Odds Against Tomorrow was the last film Belafonte made before taking a decade-long break from the movies. Writing for the Notebook in 2020, Christina Newland suggested that the “calculation behind Belafonte’s choices—partly because of his Blackness and what it meant for his career when he began, and partly because of his willingness to bow out of film stardom altogether rather than do something he didn’t believe in—makes him feel like a curious case in the world of the male movie star. He treated Hollywood, as he put it, like he was waging ‘guerrilla warfare: you move in, take your moment, and get out before it kills you.’”

As Tambay Obenson notes at IndieWire, when Belafonte was a young man, “he devoured the writings of civil rights activist W. E. B. DuBois.” Singer, actor, and activist Paul Robeson, who became a mentor, told Belafonte: “Get them to sing your song, and they’ll know who you are.” Robeson “had been my first great formative influence; you might say he gave me my backbone,” wrote Belafonte in his 2011 memoir, My Song. Martin Luther King Jr. “was the second; he nourished my soul.”

Belafonte supported King’s family, contributed to the 1961 Freedom Rides, and in 1964, flew with Sidney Poitier to Mississippi with $70,000 stuffed in a doctor’s bag to fund the movement. The two were chased by armed Klansmen and, as Joan Walsh notes in a fascinating 2017 piece for the Nation about the week in 1968 that Belafonte spent as Johnny Carson’s replacement on the Tonight Show, Belafonte and Poitier “almost didn’t make it out of the South alive. He and Poitier would later joke about the adventure when they met on air. ‘Don’t ever call me again,’ Poitier quipped.”

Belafonte returned to the screen on his own terms, producing and starring in The Angel Levine (1970), an adaptation of a short story by Bernard Malamud about a Jewish tailor (Zero Mostel) visited by a man who claims to be his guardian angel. Directed by Ján Kadár (The Shop on Main Street), the film was cowritten by Bill Gunn and Ronald Ribman. “This kind of material can easily veer into either the maudlin or the blasphemous,” writes Jason Bailey, “but Belafonte’s playful yet practical performance achieves the perfect balance of winking wit and gentle lesson-learning.”

Joseph Sargent was hired to direct Belafonte and Poitier in Buck and the Preacher (1972), a Black western costarring Ruby Dee. But Poitier fired Sargent and took over to direct his first feature. Poitier’s Buck “isn’t too far removed from most of the roles that had made the actor into Hollywood’s foremost Black leading man,” writes Aisha Harris in the essay accompanying our release. “For Belafonte, the role of Rutherford, the ‘preacher,’ was more of a stretch.” Belafonte “dirtied up his matinee-idol looks with matted hair and yellowed teeth, and he plays the preacher loosely and comically.”

(Entries from a collection)
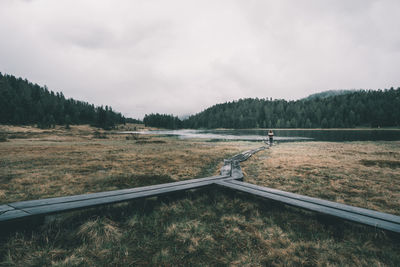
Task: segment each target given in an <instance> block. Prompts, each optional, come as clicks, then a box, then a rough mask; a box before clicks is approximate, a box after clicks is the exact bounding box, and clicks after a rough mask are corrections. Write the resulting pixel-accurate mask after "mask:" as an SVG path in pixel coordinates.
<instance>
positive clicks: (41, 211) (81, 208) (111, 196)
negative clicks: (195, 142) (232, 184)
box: [24, 180, 214, 215]
mask: <svg viewBox="0 0 400 267" xmlns="http://www.w3.org/2000/svg"><path fill="white" fill-rule="evenodd" d="M213 183H214V180H208V181H201V182H196V183H188V184H181V185H176V186H170V187H164V188H159V189H153V190H146V191H139V192H134V193H130V194H123V195H115V196H108V197H101V198H95V199H86V200H79V201H72V202H71V201H70V202H64V203H56V204H54V203H53V204H49V205H41V206H35V207H28V208H25V209H24V211H26V212H28V213H29V214H31V215H39V214H51V213H57V212H63V211H70V210H76V209H82V208H88V207H94V206H98V205H105V204H114V203H118V202H123V201H128V200H133V199H139V198H145V197H153V196H159V195H164V194H167V193H172V192H177V191H182V190H188V189H194V188H200V187H204V186H207V185H211V184H213Z"/></svg>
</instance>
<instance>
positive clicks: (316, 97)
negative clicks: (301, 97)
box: [303, 89, 360, 100]
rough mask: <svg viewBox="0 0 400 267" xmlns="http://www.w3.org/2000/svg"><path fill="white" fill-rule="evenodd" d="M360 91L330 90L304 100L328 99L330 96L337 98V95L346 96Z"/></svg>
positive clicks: (303, 98) (309, 96) (311, 96)
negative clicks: (344, 95) (346, 95)
mask: <svg viewBox="0 0 400 267" xmlns="http://www.w3.org/2000/svg"><path fill="white" fill-rule="evenodd" d="M357 91H360V90H355V89H353V90H328V91H323V92H320V93H315V94H311V95H309V96H307V97H305V98H303V100H311V99H315V98H327V97H330V96H337V95H345V94H351V93H354V92H357Z"/></svg>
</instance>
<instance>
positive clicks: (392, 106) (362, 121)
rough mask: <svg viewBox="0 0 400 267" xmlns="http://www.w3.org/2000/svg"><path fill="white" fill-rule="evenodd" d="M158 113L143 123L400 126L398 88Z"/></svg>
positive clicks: (261, 124)
mask: <svg viewBox="0 0 400 267" xmlns="http://www.w3.org/2000/svg"><path fill="white" fill-rule="evenodd" d="M334 92H335V91H334ZM339 92H340V91H339ZM317 95H318V94H317ZM157 115H158V116H154V114H152V115H149V116H150V117H148V119H146V117H145V120H144V122H145V124H147V125H149V126H152V125H151V124H152V123H154V124H155V125H161V119H162V122H164V124H163V127H165V128H177V127H183V128H236V129H237V128H350V127H400V88H397V89H394V88H391V89H386V90H378V91H373V90H357V91H350V92H348V91H345V92H343V93H338V92H335V93H333V94H331V95H329V93H328V94H324V93H322V94H319V96H313V97H308V98H305V99H300V100H297V101H286V100H283V99H276V100H271V99H259V98H255V99H254V98H246V99H239V100H237V101H231V102H226V103H222V104H217V105H214V106H212V107H210V108H207V109H206V110H204V111H202V112H200V113H197V114H195V115H192V116H190V117H189V118H188V119H185V120H182V121H177V118H175V117H173V116H172V115H160V114H157ZM168 116H170V117H168ZM169 122H170V123H169ZM168 124H171V125H168ZM155 125H154V126H155Z"/></svg>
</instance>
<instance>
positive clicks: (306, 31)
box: [0, 0, 400, 118]
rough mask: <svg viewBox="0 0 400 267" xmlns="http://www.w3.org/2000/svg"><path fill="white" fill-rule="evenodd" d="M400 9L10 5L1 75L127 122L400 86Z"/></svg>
mask: <svg viewBox="0 0 400 267" xmlns="http://www.w3.org/2000/svg"><path fill="white" fill-rule="evenodd" d="M399 14H400V1H398V0H392V1H391V0H381V1H378V0H376V1H375V0H332V1H330V0H323V1H321V0H315V1H311V0H302V1H299V0H292V1H284V0H274V1H268V0H246V1H243V0H237V1H235V0H228V1H224V0H210V1H208V0H197V1H191V0H181V1H179V0H159V1H153V0H143V1H136V0H126V1H125V0H121V1H120V0H110V1H108V0H56V1H54V0H0V72H2V73H8V74H12V75H15V76H18V77H23V78H27V79H28V80H30V81H32V82H34V83H38V84H40V85H47V86H48V88H49V89H50V90H53V91H62V92H63V93H64V95H65V96H66V97H73V98H75V99H78V100H84V101H88V102H90V103H94V104H96V105H102V104H103V105H111V106H112V107H113V108H114V110H117V111H120V112H122V113H123V114H124V115H126V116H130V117H134V118H142V117H143V116H144V114H146V113H151V112H159V113H173V114H175V115H179V116H182V115H185V114H193V113H197V112H200V111H201V110H203V109H205V108H207V107H209V106H211V105H213V104H216V103H221V102H225V101H231V100H235V99H239V98H245V97H259V98H264V97H272V98H285V99H298V98H302V97H305V96H307V95H309V94H311V93H315V92H320V91H324V90H330V89H359V88H364V89H378V88H389V87H391V86H393V87H395V88H397V87H399V86H400V19H399Z"/></svg>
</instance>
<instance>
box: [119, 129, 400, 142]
mask: <svg viewBox="0 0 400 267" xmlns="http://www.w3.org/2000/svg"><path fill="white" fill-rule="evenodd" d="M122 133H140V134H158V135H171V136H177V137H178V138H182V139H186V138H200V139H212V140H245V141H261V140H264V139H265V136H266V133H267V131H266V130H174V131H171V130H159V131H148V132H122ZM274 134H275V137H274V140H277V141H280V142H293V141H297V142H298V141H332V142H343V141H397V140H400V130H379V129H376V130H274Z"/></svg>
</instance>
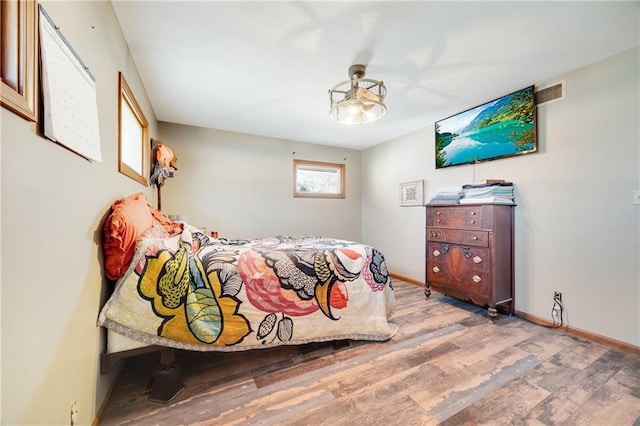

> _Instructions to follow_:
Please answer these questions about the Belafonte passage above, one per line:
1. How much money did Belafonte and Poitier take to Mississippi in 1964?
2. Who directed The Angel Levine?
3. Who was first hired to direct Buck and the Preacher?

> _Response below_:
1. $70,000
2. Ján Kadár
3. Joseph Sargent